YOUR INSTRUCTIONS:
Rewrite the rows from the line containing "Indicate every instance of the bus body" through the end of the rows, swapping "bus body panel" for "bus side panel" and changing nothing else.

GIVEN DATA:

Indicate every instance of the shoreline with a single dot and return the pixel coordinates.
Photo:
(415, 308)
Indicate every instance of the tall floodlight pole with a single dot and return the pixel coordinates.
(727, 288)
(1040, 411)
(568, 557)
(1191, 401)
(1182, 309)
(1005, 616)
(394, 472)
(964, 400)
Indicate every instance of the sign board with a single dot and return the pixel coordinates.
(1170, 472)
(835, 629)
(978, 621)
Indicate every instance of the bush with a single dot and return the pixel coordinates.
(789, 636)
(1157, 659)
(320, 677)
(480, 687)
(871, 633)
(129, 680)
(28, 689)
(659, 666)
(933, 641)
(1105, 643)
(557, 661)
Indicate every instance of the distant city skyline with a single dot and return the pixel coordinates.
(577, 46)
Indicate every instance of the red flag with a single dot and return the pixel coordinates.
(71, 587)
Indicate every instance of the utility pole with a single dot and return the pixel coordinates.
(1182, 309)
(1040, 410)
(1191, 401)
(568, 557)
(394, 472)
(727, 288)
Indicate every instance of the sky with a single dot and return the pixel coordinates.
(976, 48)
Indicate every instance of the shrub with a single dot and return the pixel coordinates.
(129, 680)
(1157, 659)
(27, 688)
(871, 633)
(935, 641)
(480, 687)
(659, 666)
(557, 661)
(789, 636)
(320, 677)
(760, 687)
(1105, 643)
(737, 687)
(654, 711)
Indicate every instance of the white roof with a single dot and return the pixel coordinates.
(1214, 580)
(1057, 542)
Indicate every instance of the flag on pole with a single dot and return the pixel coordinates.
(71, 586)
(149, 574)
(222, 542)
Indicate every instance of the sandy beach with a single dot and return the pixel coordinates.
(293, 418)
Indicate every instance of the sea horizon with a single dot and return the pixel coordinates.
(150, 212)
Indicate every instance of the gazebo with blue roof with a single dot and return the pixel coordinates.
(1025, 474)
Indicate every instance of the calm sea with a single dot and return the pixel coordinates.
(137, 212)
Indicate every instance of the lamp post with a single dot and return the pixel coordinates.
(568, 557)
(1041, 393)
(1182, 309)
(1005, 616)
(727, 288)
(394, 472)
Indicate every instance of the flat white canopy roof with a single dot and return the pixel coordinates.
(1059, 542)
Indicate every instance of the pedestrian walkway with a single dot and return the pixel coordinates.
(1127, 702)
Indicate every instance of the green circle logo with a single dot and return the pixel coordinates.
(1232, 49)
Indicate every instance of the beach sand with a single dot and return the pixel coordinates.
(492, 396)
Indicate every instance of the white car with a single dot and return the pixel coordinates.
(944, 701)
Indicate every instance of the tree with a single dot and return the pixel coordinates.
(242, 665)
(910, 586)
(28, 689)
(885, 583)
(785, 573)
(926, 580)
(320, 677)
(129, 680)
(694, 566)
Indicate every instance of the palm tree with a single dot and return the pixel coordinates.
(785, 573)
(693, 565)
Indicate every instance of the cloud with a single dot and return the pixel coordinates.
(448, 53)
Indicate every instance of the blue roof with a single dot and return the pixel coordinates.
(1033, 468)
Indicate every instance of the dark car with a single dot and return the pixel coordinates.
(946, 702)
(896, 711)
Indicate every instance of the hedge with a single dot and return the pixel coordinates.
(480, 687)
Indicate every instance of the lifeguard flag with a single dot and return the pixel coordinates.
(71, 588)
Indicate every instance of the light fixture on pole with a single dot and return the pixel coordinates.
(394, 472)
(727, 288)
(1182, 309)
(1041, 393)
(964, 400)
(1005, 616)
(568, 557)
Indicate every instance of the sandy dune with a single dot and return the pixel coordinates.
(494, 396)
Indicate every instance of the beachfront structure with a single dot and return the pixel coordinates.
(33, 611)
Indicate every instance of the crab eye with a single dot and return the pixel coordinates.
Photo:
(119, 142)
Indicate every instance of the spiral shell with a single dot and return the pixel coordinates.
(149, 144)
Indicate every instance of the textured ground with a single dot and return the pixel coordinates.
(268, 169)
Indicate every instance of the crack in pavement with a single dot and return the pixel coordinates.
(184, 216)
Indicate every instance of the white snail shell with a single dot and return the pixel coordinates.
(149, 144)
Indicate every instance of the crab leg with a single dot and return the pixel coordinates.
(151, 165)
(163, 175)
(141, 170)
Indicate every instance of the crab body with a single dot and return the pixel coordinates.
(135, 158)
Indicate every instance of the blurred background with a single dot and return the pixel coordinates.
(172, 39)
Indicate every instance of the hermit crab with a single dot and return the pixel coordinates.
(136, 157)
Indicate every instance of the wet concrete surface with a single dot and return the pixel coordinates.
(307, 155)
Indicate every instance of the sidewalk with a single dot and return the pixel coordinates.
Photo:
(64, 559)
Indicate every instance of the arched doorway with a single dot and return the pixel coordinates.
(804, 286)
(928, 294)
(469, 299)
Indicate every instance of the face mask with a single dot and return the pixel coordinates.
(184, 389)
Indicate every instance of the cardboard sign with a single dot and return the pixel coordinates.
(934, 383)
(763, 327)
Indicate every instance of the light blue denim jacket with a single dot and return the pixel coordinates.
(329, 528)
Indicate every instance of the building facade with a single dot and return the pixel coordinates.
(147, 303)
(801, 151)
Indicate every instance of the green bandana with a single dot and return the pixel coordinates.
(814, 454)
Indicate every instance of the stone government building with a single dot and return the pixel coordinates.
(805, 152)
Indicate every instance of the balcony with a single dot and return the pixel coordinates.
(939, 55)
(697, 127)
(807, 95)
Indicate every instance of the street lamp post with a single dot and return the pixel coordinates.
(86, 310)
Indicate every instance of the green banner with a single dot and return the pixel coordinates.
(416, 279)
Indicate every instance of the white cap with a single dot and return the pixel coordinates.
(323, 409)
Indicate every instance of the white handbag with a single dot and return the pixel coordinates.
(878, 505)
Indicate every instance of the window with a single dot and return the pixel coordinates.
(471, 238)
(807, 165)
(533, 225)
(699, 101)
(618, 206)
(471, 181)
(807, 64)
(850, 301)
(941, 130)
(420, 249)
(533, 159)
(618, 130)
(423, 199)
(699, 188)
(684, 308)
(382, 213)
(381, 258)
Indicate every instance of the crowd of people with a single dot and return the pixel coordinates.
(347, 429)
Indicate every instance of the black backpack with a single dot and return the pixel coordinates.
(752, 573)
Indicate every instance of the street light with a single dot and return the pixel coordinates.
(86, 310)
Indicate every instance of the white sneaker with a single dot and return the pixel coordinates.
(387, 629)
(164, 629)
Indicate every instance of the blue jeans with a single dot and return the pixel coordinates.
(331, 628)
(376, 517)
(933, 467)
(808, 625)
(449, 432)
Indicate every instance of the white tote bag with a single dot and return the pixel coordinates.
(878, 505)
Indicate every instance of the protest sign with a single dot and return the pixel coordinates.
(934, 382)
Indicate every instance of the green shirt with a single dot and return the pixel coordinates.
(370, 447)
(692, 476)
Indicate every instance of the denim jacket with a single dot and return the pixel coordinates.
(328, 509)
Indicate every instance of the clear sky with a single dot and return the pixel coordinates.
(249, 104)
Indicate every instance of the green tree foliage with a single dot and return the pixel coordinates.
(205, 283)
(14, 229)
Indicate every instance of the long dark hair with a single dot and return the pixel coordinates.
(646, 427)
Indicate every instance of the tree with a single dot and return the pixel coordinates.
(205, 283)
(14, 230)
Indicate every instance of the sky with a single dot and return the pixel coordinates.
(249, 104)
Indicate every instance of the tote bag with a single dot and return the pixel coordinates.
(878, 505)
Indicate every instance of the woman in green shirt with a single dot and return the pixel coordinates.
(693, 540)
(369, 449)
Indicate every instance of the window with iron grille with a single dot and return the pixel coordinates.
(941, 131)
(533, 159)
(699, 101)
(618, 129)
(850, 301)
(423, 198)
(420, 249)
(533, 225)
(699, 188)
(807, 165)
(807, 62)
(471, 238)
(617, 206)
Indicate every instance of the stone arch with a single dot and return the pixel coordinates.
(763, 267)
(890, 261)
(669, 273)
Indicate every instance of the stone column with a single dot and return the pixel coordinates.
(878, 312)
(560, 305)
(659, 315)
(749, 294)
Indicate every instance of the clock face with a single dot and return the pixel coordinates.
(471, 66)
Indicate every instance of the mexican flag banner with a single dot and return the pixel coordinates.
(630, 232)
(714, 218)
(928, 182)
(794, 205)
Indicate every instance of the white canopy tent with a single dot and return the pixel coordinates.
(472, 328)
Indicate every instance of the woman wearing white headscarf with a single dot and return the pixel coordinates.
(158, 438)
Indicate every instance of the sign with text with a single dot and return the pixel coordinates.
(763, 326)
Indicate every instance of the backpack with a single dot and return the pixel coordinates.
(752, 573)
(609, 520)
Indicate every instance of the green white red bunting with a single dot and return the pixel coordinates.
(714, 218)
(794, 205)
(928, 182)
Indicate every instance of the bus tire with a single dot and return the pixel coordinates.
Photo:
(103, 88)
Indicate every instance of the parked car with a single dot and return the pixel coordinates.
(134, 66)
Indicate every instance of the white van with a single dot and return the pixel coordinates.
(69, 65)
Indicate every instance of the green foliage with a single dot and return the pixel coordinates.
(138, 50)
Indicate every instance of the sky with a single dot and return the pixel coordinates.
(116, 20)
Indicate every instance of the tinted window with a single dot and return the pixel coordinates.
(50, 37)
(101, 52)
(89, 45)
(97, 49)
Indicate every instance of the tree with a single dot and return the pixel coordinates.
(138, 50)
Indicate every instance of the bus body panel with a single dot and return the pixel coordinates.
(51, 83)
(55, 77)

TASK RESPONSE:
Indicate every instance of the bus side panel with a single dot and return the pixel coordinates.
(51, 83)
(55, 77)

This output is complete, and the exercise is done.